■ TASK STATEMENT ■
Report how many lines of the data contain the string "orange". Add nothing.

■ DATA EXTRACT ■
+---+
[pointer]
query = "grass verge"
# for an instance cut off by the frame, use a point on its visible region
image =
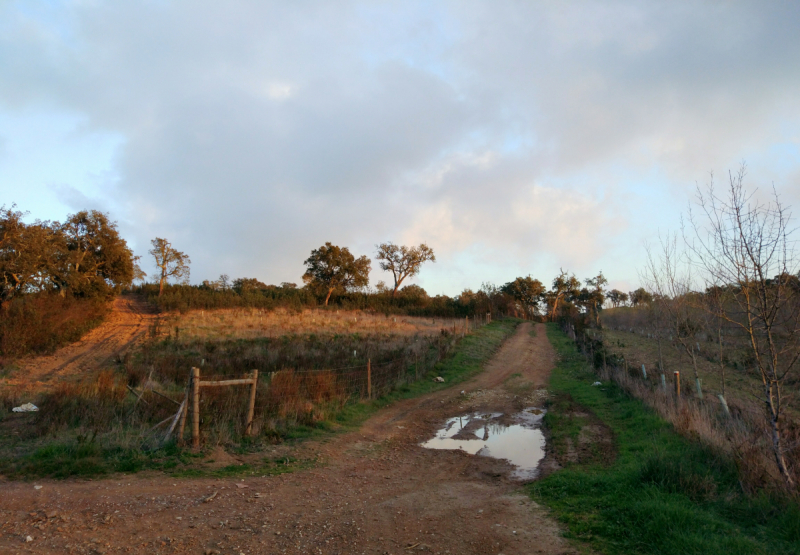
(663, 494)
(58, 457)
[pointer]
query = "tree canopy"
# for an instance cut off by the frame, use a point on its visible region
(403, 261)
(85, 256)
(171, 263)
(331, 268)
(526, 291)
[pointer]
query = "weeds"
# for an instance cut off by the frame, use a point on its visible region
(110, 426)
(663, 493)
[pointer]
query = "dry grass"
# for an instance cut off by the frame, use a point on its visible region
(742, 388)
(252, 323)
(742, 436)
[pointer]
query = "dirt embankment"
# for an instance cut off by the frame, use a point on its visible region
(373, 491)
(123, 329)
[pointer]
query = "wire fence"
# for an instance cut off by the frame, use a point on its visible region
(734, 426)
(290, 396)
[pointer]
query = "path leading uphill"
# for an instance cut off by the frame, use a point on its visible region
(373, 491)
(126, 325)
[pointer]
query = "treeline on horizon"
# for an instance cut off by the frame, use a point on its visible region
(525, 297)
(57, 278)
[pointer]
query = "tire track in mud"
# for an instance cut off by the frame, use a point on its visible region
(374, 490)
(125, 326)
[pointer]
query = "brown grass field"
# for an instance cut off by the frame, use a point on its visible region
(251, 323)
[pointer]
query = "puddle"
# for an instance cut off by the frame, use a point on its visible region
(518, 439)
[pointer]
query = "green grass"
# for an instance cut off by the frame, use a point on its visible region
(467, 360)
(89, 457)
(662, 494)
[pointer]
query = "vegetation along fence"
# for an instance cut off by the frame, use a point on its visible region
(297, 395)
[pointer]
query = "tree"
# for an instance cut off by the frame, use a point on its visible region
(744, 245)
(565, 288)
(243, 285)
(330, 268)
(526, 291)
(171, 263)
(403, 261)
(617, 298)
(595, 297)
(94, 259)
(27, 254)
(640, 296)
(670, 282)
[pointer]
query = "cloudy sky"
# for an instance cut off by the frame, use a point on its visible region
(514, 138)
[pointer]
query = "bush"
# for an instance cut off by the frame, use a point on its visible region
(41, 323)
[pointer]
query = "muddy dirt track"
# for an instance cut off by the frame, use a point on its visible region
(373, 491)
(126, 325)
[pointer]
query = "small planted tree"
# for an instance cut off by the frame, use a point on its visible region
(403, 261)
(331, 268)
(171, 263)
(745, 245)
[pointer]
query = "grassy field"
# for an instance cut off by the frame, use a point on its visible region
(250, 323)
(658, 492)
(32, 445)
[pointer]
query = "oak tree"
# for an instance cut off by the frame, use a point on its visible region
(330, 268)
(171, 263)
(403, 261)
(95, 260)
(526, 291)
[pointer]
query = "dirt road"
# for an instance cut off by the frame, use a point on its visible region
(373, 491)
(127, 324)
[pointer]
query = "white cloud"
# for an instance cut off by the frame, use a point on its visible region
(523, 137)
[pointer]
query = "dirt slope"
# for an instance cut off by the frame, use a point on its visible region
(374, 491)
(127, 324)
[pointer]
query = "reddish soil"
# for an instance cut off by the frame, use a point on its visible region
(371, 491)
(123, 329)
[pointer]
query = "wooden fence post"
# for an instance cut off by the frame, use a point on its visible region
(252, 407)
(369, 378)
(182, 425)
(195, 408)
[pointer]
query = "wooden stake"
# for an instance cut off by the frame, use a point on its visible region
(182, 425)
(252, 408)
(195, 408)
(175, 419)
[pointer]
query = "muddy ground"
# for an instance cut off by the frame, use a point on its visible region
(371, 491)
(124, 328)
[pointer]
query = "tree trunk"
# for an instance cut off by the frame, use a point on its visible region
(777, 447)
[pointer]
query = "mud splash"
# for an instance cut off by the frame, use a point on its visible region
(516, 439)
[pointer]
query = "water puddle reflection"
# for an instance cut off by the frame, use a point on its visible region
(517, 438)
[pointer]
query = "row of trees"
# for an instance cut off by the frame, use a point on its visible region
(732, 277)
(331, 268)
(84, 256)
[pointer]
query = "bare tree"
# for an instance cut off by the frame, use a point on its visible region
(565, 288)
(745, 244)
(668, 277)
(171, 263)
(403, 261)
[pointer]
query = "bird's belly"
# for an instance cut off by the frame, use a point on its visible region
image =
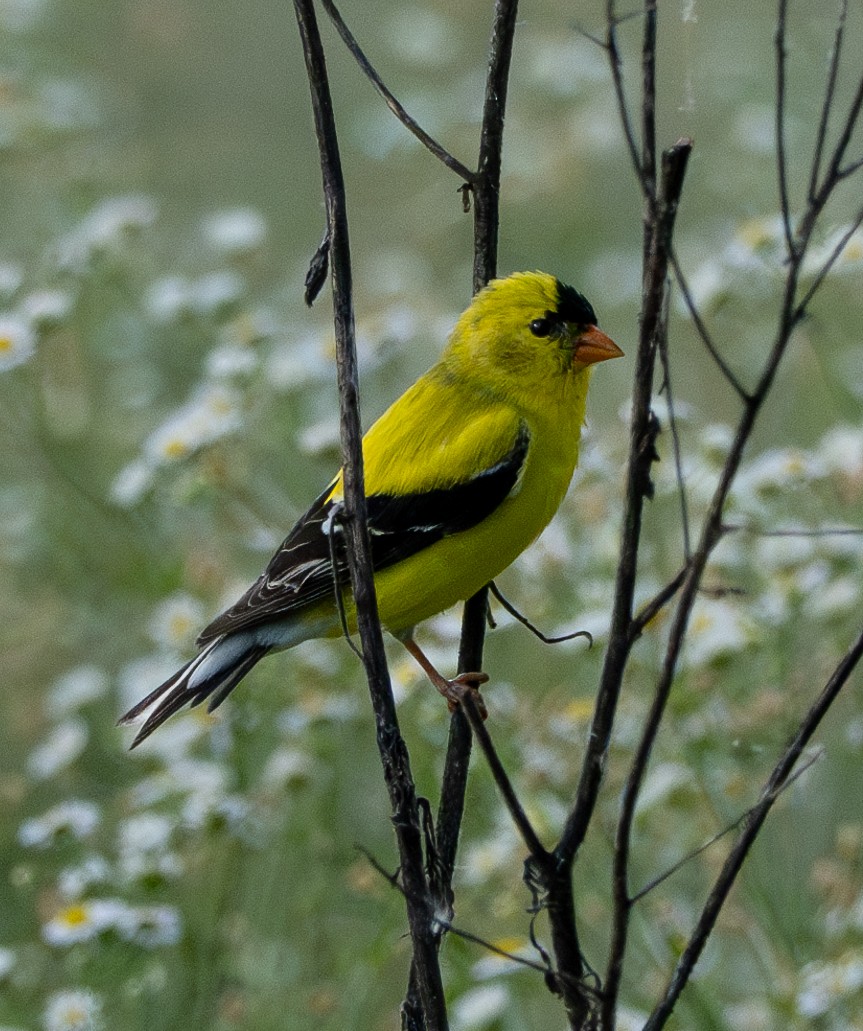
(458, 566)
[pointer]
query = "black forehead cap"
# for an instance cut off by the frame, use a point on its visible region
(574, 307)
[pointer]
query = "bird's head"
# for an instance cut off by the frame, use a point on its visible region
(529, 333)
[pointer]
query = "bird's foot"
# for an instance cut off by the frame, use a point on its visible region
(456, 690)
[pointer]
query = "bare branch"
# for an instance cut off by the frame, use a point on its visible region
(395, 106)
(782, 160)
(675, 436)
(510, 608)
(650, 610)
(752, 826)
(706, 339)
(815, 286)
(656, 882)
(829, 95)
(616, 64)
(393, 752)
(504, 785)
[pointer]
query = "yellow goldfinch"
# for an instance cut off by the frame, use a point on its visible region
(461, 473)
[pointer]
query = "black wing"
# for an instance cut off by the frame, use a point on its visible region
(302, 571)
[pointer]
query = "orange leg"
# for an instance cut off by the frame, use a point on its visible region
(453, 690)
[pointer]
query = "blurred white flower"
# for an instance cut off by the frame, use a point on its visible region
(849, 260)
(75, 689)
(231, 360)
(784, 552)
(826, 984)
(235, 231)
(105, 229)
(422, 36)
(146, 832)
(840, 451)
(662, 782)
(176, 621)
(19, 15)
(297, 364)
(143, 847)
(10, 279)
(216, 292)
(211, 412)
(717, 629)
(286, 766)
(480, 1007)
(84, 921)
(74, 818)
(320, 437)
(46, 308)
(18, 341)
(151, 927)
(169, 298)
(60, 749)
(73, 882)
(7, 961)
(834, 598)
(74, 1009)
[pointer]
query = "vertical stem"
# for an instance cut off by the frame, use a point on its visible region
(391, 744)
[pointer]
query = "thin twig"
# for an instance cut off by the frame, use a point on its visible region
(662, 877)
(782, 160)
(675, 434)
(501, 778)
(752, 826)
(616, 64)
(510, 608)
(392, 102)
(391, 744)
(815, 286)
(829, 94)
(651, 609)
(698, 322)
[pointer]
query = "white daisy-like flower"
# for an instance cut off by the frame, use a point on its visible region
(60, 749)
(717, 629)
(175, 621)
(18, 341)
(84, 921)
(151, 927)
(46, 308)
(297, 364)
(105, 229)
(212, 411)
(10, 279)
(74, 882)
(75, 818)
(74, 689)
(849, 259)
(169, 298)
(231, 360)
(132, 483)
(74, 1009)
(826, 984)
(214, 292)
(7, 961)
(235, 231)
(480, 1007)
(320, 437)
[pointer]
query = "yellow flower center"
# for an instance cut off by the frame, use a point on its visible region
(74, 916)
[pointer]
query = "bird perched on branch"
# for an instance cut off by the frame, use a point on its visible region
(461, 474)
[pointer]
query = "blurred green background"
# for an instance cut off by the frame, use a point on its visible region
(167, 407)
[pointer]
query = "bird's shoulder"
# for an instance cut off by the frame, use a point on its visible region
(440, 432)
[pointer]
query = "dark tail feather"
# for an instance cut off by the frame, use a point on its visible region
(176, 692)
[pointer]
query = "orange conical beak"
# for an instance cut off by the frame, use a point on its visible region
+---+
■ SOLUTION TO THIS TASK ■
2